• [PROVIDED ENTRIES]
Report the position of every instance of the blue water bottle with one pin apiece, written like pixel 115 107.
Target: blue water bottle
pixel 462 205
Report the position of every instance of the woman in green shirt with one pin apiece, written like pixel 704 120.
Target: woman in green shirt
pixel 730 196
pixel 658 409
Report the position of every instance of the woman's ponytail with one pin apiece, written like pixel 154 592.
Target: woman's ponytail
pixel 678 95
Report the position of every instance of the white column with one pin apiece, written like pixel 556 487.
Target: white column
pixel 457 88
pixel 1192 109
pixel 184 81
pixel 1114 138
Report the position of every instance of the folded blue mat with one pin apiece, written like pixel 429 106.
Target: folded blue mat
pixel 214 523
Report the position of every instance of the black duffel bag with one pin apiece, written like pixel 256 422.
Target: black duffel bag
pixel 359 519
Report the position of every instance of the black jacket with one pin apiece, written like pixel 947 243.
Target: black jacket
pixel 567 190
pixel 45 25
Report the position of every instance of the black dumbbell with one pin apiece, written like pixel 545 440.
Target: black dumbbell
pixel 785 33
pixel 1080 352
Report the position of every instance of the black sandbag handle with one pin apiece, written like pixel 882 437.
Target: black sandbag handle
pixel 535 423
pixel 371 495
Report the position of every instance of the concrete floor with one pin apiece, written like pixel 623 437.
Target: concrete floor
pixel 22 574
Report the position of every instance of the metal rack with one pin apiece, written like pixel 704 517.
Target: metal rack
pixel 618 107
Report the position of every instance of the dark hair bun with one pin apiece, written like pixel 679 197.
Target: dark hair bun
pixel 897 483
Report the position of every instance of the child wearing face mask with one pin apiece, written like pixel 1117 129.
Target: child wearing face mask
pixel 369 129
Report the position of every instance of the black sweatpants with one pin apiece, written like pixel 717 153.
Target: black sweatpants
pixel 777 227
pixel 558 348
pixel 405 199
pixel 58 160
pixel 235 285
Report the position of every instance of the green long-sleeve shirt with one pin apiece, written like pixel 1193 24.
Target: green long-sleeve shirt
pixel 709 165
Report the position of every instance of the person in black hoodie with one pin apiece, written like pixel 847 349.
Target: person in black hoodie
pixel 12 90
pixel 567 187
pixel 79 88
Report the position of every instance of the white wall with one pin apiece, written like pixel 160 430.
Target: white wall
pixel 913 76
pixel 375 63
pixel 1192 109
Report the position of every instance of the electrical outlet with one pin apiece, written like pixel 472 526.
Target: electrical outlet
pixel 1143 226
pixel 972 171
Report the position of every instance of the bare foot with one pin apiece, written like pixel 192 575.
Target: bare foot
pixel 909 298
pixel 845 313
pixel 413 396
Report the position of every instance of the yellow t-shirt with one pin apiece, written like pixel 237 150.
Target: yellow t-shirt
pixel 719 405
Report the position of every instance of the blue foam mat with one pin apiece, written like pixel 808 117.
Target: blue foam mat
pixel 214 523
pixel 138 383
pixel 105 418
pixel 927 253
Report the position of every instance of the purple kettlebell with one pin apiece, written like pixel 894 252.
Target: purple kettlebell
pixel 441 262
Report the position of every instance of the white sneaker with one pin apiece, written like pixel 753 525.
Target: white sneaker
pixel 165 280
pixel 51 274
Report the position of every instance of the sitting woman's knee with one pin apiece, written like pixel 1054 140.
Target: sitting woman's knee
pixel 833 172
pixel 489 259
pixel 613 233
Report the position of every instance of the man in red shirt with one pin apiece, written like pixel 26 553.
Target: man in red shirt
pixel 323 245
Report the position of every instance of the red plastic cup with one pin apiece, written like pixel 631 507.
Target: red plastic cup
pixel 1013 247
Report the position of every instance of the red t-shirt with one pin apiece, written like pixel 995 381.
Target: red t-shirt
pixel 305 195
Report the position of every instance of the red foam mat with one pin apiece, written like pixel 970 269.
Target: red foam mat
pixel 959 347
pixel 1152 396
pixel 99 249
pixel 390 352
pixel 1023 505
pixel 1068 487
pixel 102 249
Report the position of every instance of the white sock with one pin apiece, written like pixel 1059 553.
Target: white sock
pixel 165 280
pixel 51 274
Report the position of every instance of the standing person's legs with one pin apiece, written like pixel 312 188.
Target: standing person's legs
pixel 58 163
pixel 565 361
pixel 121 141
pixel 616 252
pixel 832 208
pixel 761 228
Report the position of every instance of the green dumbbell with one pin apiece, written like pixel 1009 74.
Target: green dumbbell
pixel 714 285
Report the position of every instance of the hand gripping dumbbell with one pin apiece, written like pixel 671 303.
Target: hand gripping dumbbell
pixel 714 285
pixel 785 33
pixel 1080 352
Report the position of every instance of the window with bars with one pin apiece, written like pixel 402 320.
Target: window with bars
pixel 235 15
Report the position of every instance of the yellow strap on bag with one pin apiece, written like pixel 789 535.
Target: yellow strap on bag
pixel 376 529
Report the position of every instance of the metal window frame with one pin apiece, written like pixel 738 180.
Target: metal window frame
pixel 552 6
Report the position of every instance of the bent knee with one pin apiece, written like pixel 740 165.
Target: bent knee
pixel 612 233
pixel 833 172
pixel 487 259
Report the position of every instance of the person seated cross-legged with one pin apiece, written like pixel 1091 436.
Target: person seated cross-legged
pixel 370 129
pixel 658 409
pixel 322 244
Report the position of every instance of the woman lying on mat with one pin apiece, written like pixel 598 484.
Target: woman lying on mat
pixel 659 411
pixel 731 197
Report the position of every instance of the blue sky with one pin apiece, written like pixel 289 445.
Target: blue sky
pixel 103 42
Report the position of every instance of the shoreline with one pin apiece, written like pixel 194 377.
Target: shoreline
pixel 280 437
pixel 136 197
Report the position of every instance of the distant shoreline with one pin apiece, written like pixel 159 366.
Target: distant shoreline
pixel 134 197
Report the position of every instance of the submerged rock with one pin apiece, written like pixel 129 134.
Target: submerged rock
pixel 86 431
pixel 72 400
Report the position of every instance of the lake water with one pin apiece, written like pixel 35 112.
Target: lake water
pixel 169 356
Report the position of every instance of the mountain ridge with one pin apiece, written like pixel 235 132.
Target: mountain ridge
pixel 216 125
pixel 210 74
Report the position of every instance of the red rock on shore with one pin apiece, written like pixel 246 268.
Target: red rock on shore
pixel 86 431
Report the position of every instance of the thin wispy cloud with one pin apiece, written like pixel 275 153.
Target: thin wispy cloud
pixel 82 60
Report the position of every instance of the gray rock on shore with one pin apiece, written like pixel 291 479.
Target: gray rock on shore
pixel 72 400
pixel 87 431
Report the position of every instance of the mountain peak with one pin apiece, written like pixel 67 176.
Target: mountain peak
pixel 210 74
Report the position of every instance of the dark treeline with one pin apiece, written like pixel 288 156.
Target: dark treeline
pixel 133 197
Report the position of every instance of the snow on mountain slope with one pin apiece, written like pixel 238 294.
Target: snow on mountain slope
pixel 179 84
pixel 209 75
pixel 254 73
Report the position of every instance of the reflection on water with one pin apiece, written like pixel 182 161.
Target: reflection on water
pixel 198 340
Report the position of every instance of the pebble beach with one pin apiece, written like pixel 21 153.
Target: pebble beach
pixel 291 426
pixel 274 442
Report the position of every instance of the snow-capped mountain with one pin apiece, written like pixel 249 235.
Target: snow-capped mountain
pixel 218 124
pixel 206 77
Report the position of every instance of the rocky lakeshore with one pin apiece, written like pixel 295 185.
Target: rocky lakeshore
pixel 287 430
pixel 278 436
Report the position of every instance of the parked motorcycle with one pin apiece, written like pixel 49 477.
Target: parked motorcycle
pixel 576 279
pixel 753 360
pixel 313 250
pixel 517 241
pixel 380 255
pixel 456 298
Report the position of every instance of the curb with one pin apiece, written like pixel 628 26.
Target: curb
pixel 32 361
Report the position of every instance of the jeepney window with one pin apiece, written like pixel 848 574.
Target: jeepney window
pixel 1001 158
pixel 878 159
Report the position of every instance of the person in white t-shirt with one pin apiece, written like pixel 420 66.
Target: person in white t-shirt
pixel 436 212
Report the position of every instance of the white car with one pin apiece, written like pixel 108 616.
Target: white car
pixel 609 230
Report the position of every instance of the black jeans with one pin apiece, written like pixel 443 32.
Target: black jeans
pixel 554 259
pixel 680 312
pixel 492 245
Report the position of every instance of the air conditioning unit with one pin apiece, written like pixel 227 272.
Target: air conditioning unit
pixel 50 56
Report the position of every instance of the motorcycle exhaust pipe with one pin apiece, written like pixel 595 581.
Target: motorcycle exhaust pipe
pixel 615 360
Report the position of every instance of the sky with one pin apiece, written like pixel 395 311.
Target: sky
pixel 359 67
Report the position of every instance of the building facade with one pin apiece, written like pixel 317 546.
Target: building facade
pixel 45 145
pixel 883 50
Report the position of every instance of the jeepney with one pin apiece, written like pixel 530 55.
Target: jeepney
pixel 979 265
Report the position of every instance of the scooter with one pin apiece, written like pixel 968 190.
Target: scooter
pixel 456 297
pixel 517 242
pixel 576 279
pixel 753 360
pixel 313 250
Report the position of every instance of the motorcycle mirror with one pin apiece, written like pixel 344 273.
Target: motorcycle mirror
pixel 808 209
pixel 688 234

• [SHORT TASK] Could you output the lines of the listing above exactly as they appear, from the line with "Report the position of every instance of the blue foam" to the line with "pixel 613 233", including both of those lines and nothing else?

• [TASK RESULT]
Report the position of every instance of the blue foam mat with one pin apiece, written like pixel 808 117.
Target: blue foam mat
pixel 214 523
pixel 138 383
pixel 105 418
pixel 927 253
Report the position of every instance of the purple kettlebell with one pin apiece, written like pixel 894 252.
Target: purple kettlebell
pixel 441 262
Report the position of every instance of the white sneaker with one pin apiece, written like pixel 753 525.
Target: white sneaker
pixel 165 280
pixel 51 274
Report the position of every instance of the sitting woman's knee with one pin apiece, written like pixel 1054 140.
Target: sitting woman's knee
pixel 833 172
pixel 489 259
pixel 613 233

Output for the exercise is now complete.